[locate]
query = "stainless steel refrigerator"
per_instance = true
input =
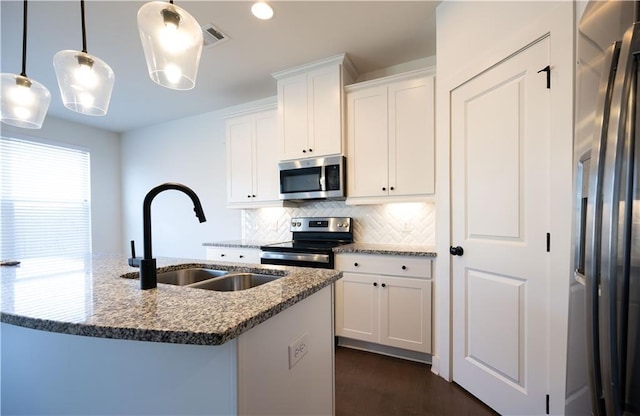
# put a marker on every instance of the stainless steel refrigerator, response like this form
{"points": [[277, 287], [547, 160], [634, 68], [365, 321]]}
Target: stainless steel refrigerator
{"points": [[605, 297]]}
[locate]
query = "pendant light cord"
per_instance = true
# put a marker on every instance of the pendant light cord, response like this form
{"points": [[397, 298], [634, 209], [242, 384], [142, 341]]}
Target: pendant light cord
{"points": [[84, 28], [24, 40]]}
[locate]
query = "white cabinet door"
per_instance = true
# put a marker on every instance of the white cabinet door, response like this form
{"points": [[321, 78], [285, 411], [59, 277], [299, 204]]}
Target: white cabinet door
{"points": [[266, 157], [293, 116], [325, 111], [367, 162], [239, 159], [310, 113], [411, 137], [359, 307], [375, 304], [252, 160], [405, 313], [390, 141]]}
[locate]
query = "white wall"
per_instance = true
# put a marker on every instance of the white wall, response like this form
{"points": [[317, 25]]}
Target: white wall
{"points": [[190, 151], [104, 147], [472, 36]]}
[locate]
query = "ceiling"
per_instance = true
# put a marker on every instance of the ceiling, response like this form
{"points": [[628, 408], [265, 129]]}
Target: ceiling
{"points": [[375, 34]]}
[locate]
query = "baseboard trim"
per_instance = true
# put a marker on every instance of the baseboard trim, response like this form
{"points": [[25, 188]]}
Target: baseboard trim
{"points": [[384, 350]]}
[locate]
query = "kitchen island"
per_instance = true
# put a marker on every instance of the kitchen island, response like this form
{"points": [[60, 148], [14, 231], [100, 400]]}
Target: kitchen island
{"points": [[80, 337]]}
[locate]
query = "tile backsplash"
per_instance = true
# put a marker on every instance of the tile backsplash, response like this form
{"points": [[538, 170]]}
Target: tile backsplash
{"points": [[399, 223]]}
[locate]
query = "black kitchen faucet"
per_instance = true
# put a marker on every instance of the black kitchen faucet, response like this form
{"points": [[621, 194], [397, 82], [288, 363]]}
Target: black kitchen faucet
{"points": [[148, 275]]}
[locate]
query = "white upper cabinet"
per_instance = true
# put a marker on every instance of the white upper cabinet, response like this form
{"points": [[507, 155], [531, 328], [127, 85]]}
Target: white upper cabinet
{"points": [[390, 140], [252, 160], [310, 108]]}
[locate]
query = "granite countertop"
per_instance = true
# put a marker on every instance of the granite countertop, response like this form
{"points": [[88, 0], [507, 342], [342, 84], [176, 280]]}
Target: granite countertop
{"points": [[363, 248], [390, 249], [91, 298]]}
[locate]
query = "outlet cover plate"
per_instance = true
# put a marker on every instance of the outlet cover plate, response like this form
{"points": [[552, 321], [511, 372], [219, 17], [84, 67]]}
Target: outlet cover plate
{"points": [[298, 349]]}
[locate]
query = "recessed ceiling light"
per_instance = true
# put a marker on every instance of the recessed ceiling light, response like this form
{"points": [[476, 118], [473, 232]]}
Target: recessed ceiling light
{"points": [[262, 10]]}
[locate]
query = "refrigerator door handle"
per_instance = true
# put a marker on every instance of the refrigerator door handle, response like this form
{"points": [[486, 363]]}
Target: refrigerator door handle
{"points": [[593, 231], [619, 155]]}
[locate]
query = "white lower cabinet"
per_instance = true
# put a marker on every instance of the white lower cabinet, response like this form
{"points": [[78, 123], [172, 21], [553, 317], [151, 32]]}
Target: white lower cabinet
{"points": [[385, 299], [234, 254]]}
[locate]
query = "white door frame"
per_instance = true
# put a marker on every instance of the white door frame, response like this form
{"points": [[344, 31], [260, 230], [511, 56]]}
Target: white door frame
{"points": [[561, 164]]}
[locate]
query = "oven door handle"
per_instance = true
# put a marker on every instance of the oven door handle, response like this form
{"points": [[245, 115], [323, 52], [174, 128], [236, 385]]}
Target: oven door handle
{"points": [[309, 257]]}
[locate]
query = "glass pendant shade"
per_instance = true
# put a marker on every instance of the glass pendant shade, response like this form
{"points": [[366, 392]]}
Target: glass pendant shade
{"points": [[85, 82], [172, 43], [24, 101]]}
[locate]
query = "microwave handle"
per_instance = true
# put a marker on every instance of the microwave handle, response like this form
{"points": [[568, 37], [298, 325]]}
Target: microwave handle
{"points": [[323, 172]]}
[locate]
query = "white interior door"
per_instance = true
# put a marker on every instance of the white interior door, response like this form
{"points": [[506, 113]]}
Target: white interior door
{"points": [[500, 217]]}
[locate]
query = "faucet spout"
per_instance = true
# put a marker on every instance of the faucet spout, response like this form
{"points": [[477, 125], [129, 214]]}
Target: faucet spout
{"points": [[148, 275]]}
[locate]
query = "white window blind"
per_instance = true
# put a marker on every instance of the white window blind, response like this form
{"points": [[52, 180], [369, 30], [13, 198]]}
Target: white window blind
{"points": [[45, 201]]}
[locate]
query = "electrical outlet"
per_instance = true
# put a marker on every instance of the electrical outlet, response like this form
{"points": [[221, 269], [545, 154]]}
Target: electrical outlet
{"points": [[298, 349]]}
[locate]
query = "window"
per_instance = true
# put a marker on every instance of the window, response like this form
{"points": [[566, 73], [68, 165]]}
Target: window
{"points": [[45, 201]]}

* * * * * * *

Restate each entry word for word, leaving out any pictures.

[locate]
query = "stainless steel refrigerator"
per_instance = true
input =
# put a marker on every instance of the stainless steel refrigerator, response like this form
{"points": [[277, 287], [547, 160], [634, 68], [365, 321]]}
Target: stainless steel refrigerator
{"points": [[605, 297]]}
[locate]
query = "pendant light cord"
per_instance = true
# put a marker on every instance of the pendant light cord, response like this form
{"points": [[397, 298], [634, 209], [242, 384], [142, 341]]}
Target: pendant light cord
{"points": [[84, 28], [24, 40]]}
[locate]
query = "white cabinet door"
per_instance = true
# put a marker on every instance of the white cabinet door, response like this form
{"points": [[321, 78], [285, 411], [59, 277], [299, 204]]}
Target: white cabinet door
{"points": [[266, 157], [293, 116], [325, 111], [367, 162], [239, 159], [310, 113], [411, 137], [359, 307], [375, 304], [252, 160], [405, 313], [390, 141]]}
[locate]
query = "white wall"
per_instance = true
# put a marker on every instance of the white wall, response like this form
{"points": [[317, 25]]}
Target: white wall
{"points": [[190, 151], [104, 147], [472, 36]]}
[locate]
query = "ceiling"
per_instance = true
# put a marker on every instance of the ceiling, response like this form
{"points": [[628, 408], [265, 129]]}
Target: ceiling
{"points": [[375, 34]]}
[locate]
query = "baseboard trim"
per_instance = true
# put a marker on every instance of the baseboard trim, response like this form
{"points": [[25, 188]]}
Target: baseboard trim
{"points": [[384, 350]]}
[locate]
query = "kitchen island"
per_instance = true
# put a marker on every instance of the kitchen island, response like this form
{"points": [[60, 148], [14, 231], [100, 400]]}
Target: kitchen island
{"points": [[80, 337]]}
[locate]
query = "tile backsplash"
per_instance = true
# put a marker on every instance of the tile backsplash, response like this form
{"points": [[538, 170]]}
Target: tile backsplash
{"points": [[399, 223]]}
[locate]
query = "black kitchen faucet"
per_instance = true
# put a marker on every instance of the black kitchen faucet, response like this form
{"points": [[621, 194], [397, 82], [288, 363]]}
Target: black kitchen faucet
{"points": [[148, 275]]}
[locate]
query = "white upper cabinet"
per_instance = true
# put a marker on every instance of the white upper cabinet, response like this form
{"points": [[507, 155], [531, 328], [127, 85]]}
Target: white upper cabinet
{"points": [[390, 140], [252, 160], [310, 108]]}
[locate]
query = "granite countertop"
per_instance = true
# put a marker on every instance of the granite countertop, response like this form
{"points": [[88, 0], [507, 342], [342, 84], [176, 280]]}
Target: granite countertop
{"points": [[363, 248], [390, 249], [91, 298]]}
[locate]
query = "outlet cover plate"
per_instance = true
# put a marker on every instance of the outlet cover plate, response like this form
{"points": [[552, 321], [511, 372], [219, 17], [84, 67]]}
Target: outlet cover plate
{"points": [[298, 349]]}
[locate]
query = "recessed ceiling light"
per_instance = true
# put a marker on every instance of the recessed ceiling light, response like this form
{"points": [[476, 118], [473, 232]]}
Target: recessed ceiling light
{"points": [[262, 10]]}
[locate]
query = "refrigerator door handle"
per_instance = true
# put a marker on every instance of the refrigerator door handle, response like this form
{"points": [[486, 363]]}
Target: refrigerator door handle
{"points": [[593, 231], [619, 155]]}
[locate]
query = "white lower cabinet"
per_instance = true
# put a marker on every instance of the white lower cabinet, response like this form
{"points": [[78, 123], [172, 21], [553, 317], [151, 32]]}
Target: white lower cabinet
{"points": [[385, 299], [234, 254]]}
[locate]
query = "white door frame"
per_instance = true
# put a marker on every instance of the white door frame, response like this form
{"points": [[344, 31], [260, 230], [511, 56]]}
Target: white door frame
{"points": [[561, 164]]}
[locate]
query = "oven door handle"
per_instance = true
# put a marker on every instance of the oven door handle, response like this form
{"points": [[245, 115], [323, 52], [174, 128], [236, 385]]}
Target: oven door handle
{"points": [[309, 257]]}
[locate]
query = "glass pendant shade"
per_instance = true
# put a marker on every instance of the glass pendant shade, response like this form
{"points": [[366, 392]]}
Target: glass pendant shade
{"points": [[85, 82], [172, 43], [24, 101]]}
[locate]
query = "microwave handle"
per_instance = true
# put a marker on every instance of the microwave handle, response like this form
{"points": [[568, 37], [298, 325]]}
Target: microwave handle
{"points": [[323, 172]]}
[locate]
query = "white interior door"
per_instance = true
# put a marker on every instance of the white interior door, response like this form
{"points": [[506, 113]]}
Target: white interior door
{"points": [[500, 217]]}
[locate]
query = "faucet spout"
per_instance = true
# put a marker on every instance of the faucet spout, response like this form
{"points": [[477, 125], [129, 214]]}
Target: faucet spout
{"points": [[148, 275]]}
[locate]
query = "white window blind"
per_instance = true
# put a marker on every instance of the white window blind, response like this form
{"points": [[52, 180], [369, 30], [13, 198]]}
Target: white window blind
{"points": [[45, 201]]}
[locate]
query = "electrical outlet"
per_instance = true
# put a marker on every instance of the electrical outlet, response like this form
{"points": [[221, 269], [545, 154]]}
Target: electrical outlet
{"points": [[298, 349]]}
[locate]
query = "window"
per_instance = true
# put a marker on every instance of the window, response like this form
{"points": [[566, 73], [68, 165]]}
Target: window
{"points": [[45, 201]]}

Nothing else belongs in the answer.